Task prompt: Reproduce the passage of the s6-rc thread between "Oh, the protocol" and "might be chattery.", inclusive.

Actually, the more I think about it, the less s6-rc-update will help
me avoid reboots in the short term since part of what I need to get
back is a pristine post-boot environment.

  Power management on Linux laptops is high-level demonology, and mere
 mortals should not dabble in it, lest their souls be consumed. I had a
 friend who tried and came back shaking and drooling... it took him a
 long while to recover. Fortunately, there's *almost* no permanent
 damage to his mind.

HA! I'm pretty sure the failure is in some acpi policy handling glue
code that isn't getting set right. The init.d/acpid script isn't
terribly complicated, I simply need to capture the system state before
and after the init script is run.

Cheers!

-- 
If the doors of perception were cleansed every thing would appear to
man as it is, infinite. For man has closed himself up, till he sees
all things thru' narrow chinks of his cavern.
  --  William Blake


Re: s6-rc - odd warn logging and a best practices question

2015-08-20 Thread Colin Booth
On Thu, Aug 20, 2015 at 10:24 AM, Laurent Bercot
ska-skaw...@skarnet.org wrote:

  Oh, the protocol is complicated too. If I start to implement it,
 there's no stopping, and I'll be running behind systemd every time
 they add something to the protocol, which is exactly what I don't
 want to do.

Sure. And I bet that listening for any message on the socket isn't
good enough since things might be chattery.

Dataset records:
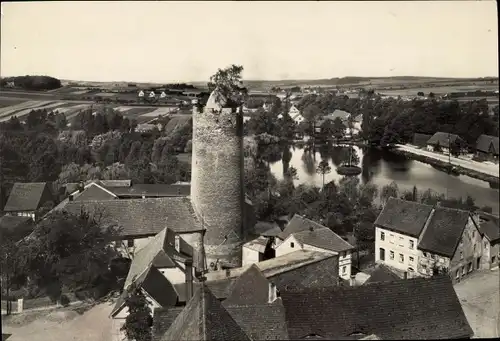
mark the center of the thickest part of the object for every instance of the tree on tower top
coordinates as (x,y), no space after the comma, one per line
(229,86)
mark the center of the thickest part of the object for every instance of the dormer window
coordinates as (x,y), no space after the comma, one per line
(177,243)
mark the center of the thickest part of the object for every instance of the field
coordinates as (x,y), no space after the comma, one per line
(17,106)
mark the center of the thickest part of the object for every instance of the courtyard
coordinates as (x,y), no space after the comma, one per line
(480,298)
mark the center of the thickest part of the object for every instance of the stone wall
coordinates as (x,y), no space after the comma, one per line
(217,190)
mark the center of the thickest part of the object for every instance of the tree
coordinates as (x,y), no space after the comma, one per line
(338,128)
(69,251)
(323,169)
(388,191)
(139,321)
(229,83)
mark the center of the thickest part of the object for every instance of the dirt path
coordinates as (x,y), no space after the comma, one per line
(480,298)
(69,324)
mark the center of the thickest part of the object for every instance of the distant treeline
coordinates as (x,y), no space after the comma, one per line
(31,82)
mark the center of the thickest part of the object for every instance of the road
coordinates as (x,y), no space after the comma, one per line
(485,168)
(480,298)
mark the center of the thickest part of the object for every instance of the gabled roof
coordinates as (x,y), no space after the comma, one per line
(443,139)
(15,226)
(490,227)
(141,217)
(323,238)
(204,318)
(252,287)
(403,216)
(298,224)
(485,141)
(406,309)
(155,285)
(146,257)
(152,190)
(25,196)
(261,322)
(382,273)
(445,229)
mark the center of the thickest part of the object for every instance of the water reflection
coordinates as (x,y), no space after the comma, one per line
(379,168)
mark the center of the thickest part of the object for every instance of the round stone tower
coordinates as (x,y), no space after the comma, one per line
(217,188)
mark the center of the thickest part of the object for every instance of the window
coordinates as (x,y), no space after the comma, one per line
(382,254)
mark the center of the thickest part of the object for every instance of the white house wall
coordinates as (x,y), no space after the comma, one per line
(399,244)
(249,256)
(286,246)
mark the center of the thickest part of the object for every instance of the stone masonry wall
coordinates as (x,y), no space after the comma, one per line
(217,191)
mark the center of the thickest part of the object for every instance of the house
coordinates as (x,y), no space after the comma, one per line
(254,311)
(26,199)
(145,127)
(420,308)
(422,240)
(295,114)
(140,220)
(487,147)
(443,141)
(490,228)
(157,269)
(420,140)
(304,234)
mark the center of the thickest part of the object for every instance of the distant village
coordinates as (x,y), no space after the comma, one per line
(210,271)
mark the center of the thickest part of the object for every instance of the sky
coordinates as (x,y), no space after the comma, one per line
(188,41)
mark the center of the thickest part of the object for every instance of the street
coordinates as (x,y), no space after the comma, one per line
(479,295)
(486,168)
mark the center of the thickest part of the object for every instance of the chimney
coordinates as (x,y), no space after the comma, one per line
(189,278)
(272,293)
(177,244)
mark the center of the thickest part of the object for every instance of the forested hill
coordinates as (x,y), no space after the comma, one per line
(39,83)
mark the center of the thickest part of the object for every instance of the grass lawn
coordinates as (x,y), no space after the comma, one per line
(479,295)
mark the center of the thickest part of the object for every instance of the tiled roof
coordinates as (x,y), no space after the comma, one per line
(382,274)
(259,244)
(25,196)
(261,322)
(490,228)
(444,231)
(156,285)
(152,190)
(204,318)
(252,287)
(442,138)
(139,217)
(402,216)
(406,309)
(16,226)
(324,239)
(299,224)
(485,141)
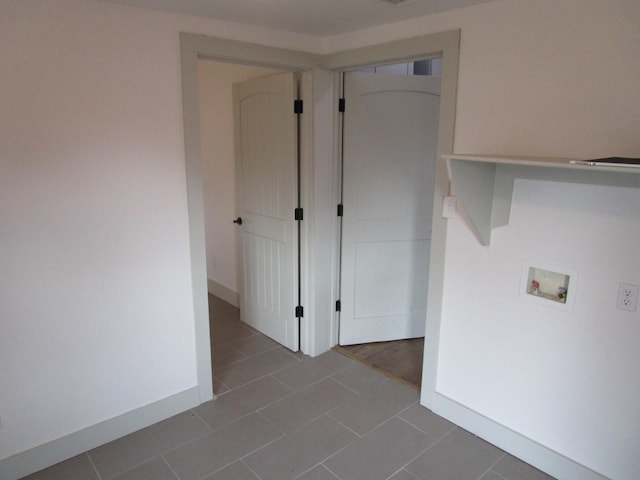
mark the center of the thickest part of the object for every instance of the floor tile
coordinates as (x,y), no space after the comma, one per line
(359,377)
(491,476)
(218,387)
(296,453)
(424,419)
(318,473)
(246,371)
(306,405)
(457,456)
(380,453)
(221,447)
(76,468)
(229,332)
(403,475)
(235,471)
(254,345)
(515,469)
(312,370)
(225,354)
(242,401)
(141,446)
(374,407)
(156,469)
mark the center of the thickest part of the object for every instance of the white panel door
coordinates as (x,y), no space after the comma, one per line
(390,131)
(266,179)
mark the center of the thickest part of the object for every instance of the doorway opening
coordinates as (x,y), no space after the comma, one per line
(225,275)
(390,117)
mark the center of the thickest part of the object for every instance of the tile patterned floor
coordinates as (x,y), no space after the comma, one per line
(281,416)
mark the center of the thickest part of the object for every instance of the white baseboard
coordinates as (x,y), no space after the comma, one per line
(223,292)
(56,451)
(541,457)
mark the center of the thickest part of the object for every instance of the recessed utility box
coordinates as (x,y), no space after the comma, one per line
(551,286)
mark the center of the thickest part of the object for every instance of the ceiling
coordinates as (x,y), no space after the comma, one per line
(313,17)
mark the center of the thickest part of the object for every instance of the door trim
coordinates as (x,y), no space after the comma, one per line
(192,47)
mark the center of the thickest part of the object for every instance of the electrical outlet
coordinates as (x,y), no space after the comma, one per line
(627,297)
(449,206)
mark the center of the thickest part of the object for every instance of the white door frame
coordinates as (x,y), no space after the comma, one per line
(317,336)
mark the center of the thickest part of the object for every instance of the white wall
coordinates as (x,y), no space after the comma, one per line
(95,293)
(554,78)
(218,168)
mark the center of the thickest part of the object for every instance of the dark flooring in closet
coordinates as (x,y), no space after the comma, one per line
(399,359)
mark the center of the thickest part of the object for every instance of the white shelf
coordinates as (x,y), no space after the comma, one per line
(484,183)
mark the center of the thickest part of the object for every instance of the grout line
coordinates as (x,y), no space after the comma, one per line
(490,469)
(170,467)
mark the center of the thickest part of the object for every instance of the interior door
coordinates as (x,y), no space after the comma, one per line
(266,185)
(390,137)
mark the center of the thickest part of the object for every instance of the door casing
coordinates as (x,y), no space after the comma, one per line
(316,335)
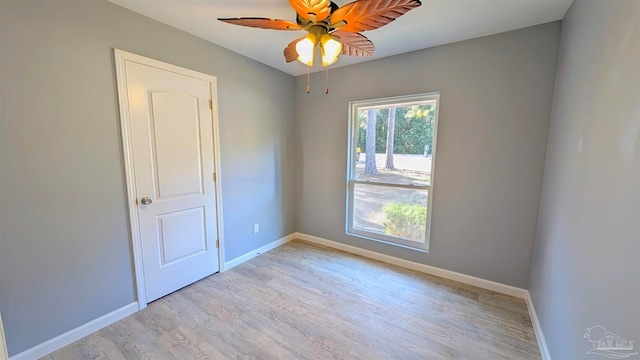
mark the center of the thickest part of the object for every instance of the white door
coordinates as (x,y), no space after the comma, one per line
(171,133)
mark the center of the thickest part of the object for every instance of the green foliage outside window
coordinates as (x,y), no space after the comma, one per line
(413,129)
(405,221)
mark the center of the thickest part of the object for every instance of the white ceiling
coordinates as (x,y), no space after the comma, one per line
(434,23)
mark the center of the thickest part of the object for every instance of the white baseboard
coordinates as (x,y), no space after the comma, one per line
(261,250)
(427,269)
(537,328)
(78,333)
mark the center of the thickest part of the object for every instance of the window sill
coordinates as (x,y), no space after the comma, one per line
(424,250)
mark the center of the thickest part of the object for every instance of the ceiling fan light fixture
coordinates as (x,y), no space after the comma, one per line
(305,48)
(330,49)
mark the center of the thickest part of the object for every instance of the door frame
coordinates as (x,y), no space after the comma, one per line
(121,58)
(3,345)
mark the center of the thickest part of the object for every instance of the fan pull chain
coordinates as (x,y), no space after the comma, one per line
(326,91)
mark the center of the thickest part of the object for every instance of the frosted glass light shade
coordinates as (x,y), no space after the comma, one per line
(331,49)
(304,48)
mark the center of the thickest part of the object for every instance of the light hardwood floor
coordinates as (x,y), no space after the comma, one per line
(303,301)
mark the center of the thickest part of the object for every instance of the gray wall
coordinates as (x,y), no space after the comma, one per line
(586,263)
(64,247)
(495,103)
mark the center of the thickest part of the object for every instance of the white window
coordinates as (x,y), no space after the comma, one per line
(391,157)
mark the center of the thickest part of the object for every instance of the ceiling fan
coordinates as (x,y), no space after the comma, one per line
(335,30)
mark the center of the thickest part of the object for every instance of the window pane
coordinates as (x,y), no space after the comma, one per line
(392,211)
(394,145)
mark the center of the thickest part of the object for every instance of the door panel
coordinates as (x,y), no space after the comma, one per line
(177,144)
(181,234)
(171,129)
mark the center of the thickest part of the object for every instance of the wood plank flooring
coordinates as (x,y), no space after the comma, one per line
(303,301)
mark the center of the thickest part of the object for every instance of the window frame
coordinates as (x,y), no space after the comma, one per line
(385,103)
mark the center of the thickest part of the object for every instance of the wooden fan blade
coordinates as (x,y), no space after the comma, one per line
(363,15)
(263,23)
(290,53)
(354,44)
(311,10)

Expected answer:
Oh, the protocol is complicated too. If I start to implement it,
 there's no stopping, and I'll be running behind systemd every time
 they add something to the protocol, which is exactly what I don't
 want to do.

Sure. And I bet that listening for any message on the socket isn't
good enough since things might be chattery.